- _AUFGABE A_
Gib an, in wie vielen Zeilen der unten stehenden Einträge das Wort „green“ vorkommt. Nenne nur die Zahl.

- _TEXTAUSZUG_
********************
Ich habe jedes einzelne der hundert Blätter händisch abgestreift und damit die Läuse zerquetscht. Ich habe sie noch laufen sehen, es herrschte große Aufregung im Pestopflanzenhain.
Danach habe ich ihm Waiting For The Sun von den Doors vorgesummt.
Meine Finger stanken nach Läusepisse. Und in meinem Nacken und meinem Rücken, und in meinem Haar, an meinen Armen, zwischen meinen Beinen – überall juckte es auf einmal.
Jetzt wieder während ich das so niedertippe.

[27.6.]

Mit dem zweiten Kaffee in der Hand ging ich zu meinem Chef, ein paar Sachen zu besprechen. Wie der kritische Bug zu bewerten sei und wie das Wetter am Wochenende werde, und dass wir das Kickermatch nächste Woche unbedingt gewinnen müssen, da der Pokal in unserer Abteilung zu bleiben hat. Ich fragte ihn, warum er keine Tore mehr schieße, ob ich mir Sorgen mache müsse, vielleicht bräuchte er eine Pause, wer weiß, ihm Sommer bei dieser stickigen Luft in dem Raum mit dem Kickertisch, vielleicht sei das einfach nicht sein Ding, man rieche ja schon den Schweiß in der Luft, das sei alles so FightClub-mäßig und er sagte, er wisse nicht ob er ein sportlerisches Tief habe, aber er würde ja immer noch diese fetten Schüsse von ganz hinten machen und ich sagte, Michael Jackson sei gestorben, woraufhin sich die eine Kollegin umdrehte und sagte, das sei so tragisch und ich sagte, ja nicht toll das und Chef sagte, Jacko wäre unsere Jugend gewesen, er hätte uns alle ziemlich geprägt oder mindestens begleitet und ich fragte in die Runde warum wir alle so blöd in indirekter Rede reden würden, worauf die beiden mit den Schultern zuckten und wie aus einem Mund sagten: “Wees ick nüscht”. Ich wusste auch nicht, weshalb wir erstmal schwiegen, doch dann kam KK aus der Entwicklung und sie sagte: Mek ich brauche Dich nicht mehr, ich habe alles klären können. Das freute mich und ich sagte: das ist super, hast Du übrigens gehört, Michael Jackson ist gestorben, und sie sagte: Ja, ich habe es vorhin von jemandem gehört, nicht schön das. Ich nickte. Mein Chef schaute. Und die andere Kollegin schaute auch.
********************
- _BEREITGESTELLTE EINTRÄGE_
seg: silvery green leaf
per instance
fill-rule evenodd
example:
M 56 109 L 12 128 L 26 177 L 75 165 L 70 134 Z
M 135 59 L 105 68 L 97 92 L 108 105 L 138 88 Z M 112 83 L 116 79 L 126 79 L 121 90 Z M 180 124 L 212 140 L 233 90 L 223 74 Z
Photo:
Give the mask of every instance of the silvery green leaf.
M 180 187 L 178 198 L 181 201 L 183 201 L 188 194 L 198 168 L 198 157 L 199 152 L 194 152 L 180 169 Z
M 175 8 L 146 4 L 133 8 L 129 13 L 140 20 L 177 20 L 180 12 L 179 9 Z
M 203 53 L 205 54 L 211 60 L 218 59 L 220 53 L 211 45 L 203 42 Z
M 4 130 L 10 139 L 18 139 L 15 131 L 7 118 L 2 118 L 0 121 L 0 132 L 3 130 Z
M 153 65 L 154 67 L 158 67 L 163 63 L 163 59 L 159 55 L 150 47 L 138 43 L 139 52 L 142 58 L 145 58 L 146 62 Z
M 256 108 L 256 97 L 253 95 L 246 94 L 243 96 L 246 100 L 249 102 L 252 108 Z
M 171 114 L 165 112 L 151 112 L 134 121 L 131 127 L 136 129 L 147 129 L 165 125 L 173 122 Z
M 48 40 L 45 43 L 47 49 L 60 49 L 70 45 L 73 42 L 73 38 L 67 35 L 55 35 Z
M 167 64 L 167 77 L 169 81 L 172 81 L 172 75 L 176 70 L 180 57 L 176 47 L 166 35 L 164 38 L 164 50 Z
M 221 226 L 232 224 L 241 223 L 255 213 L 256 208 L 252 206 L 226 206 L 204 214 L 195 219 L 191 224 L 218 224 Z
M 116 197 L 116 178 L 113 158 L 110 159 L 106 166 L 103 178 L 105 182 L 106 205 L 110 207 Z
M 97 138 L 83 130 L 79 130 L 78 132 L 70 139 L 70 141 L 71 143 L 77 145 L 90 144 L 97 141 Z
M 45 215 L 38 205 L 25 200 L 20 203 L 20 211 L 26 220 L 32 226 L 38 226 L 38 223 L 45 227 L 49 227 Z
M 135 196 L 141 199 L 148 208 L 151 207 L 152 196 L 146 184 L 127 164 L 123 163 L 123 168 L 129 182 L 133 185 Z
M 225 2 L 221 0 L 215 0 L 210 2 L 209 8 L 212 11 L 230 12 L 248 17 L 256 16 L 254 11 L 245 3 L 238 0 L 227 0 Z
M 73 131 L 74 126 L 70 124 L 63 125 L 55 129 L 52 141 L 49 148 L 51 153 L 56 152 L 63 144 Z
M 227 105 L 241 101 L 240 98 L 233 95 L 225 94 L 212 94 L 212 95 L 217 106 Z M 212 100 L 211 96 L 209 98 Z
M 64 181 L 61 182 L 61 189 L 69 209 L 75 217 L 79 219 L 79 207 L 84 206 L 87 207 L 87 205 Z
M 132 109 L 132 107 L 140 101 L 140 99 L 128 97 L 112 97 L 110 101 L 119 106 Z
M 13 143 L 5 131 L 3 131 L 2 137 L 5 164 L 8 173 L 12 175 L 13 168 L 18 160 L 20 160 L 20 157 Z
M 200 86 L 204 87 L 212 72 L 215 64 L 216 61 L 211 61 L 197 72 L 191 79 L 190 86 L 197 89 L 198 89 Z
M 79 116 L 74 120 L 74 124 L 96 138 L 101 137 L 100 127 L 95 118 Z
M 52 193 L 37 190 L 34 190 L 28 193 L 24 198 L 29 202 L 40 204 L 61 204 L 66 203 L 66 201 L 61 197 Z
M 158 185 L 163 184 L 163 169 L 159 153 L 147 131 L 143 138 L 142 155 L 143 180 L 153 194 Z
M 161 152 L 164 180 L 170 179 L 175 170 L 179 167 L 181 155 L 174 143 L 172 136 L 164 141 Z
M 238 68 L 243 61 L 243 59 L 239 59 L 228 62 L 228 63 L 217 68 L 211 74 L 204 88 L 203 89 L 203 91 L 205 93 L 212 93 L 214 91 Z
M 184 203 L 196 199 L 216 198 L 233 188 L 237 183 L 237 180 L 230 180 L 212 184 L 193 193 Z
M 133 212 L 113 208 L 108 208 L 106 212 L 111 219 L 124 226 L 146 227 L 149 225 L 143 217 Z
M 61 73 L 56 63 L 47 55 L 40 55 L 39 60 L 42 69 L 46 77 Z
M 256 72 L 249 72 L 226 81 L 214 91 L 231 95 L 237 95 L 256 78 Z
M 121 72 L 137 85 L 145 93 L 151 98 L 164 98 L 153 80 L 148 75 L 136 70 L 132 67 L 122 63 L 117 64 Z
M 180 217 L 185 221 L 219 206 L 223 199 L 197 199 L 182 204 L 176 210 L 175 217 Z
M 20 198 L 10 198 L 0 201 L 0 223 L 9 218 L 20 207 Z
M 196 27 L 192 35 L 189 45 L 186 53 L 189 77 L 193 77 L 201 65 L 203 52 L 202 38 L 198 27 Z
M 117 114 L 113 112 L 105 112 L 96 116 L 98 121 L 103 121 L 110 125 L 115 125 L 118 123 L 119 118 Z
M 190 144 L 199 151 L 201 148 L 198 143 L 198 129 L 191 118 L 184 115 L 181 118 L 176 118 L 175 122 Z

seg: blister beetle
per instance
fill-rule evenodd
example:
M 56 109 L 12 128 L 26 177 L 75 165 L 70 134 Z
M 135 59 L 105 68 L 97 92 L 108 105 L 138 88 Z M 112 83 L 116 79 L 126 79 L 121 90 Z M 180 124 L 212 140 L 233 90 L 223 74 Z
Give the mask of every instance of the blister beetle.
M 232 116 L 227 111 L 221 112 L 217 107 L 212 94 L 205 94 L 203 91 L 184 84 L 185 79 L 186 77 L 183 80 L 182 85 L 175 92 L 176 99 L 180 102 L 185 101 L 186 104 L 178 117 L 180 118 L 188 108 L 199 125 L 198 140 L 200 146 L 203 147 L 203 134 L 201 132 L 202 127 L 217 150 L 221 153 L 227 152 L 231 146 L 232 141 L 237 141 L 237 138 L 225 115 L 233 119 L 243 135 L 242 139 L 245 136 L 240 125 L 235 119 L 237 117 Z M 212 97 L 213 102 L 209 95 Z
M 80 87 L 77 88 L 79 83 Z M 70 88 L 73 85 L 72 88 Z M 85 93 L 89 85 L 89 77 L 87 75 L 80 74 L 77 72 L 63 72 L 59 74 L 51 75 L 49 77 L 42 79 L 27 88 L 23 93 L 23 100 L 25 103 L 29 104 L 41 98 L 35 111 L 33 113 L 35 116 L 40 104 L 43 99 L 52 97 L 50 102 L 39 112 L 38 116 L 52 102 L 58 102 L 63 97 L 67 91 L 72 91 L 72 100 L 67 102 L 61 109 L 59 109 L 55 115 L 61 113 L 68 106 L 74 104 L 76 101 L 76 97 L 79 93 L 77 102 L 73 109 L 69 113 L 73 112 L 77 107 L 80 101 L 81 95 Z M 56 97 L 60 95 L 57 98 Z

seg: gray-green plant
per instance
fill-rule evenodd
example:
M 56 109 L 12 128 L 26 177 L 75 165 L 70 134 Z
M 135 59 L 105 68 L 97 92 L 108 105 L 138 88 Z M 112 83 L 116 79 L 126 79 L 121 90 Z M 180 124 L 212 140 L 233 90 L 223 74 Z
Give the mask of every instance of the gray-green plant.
********************
- _AUFGABE B_
Setze den Textauszug oben über die Blattläuse und den Bürotag nach seinem letzten Satz fort.

- _SCHRIFTLICHE ANTWORT A_
4

- _SCHRIFTLICHE ANTWORT B_
Ja, und jetzt weiß ich auch nicht mehr.

Heute hatte ich kein einziges Meeting. Was aber nicht heißt, dass man dann Arbeit vom Tisch schafft, wenn man nämlich dauernd am Platz sitzt, wird man auch dauernd von den Kollegen unterbrochen die immer schonmal fragen wollten, sich aber nie zu fragen wagten. Denen habe ich dann ein Beat it vorgesungen.
Wir haben Großraumbüro. Später fragte jemand lautstark: Wollte der Jackson sich eigentlich nicht einfrieren lassen? Und ich dachte: Herrje, wenn das heute so weiter geht, dann kann ich wirklich nur noch über Michael Jackson tagebuchbloggen, weil sonst nichts anderes passiert, aber dann unterbach jemand meinen Gedanken, der sagte: nein, der wollte doch in Sauerstoffzelten wohnen, und dann rief jemand dazwischen: aber jetzt ist er ja tot und daraufhin sagte jemand anders: dann kommt er eben als Zombie in Thriller2.0 zurück und irgendwie fanden das alle zum lachen.
Ja und jetzt. Passt alles nicht so zum Bachmannpreis.

[26.6.]

Zu lange im Büro gesessen um noch guter Dinge zu sein. Trotzdem noch abgewägt zur OPAK-Release-Party ins NBI zu gehen, weil das ja der eigentliche Plan war, und Plänen folge ich manchmal bäuchlings blickdichts blindlinks. BlindLINKS? Weitlinks Trassenkiez. [Himmel]

Doch dann die Pläne links liegen lassen und den Laptop an den Fernseher angeschlossen um mit K die Bachmannpreisfilme anzuschauen. Ich wollte erst Christiane Neudecker sehen, wegen des roten Rockes den sie scheinbar trug, doch sahen wir, aus Gründen die ich jetzt nicht mehr nachvollziehen kann, zuerst Karsten Krampitz und danach Philipp Weiss.
Danach war ich so müde, dass ich sagte: ich gehe jetzt tagebuchbloggen und danach falle ich tot ins Bett.
Jetzt sitze ich hier und falle bestimmt gleich tot ins Bett.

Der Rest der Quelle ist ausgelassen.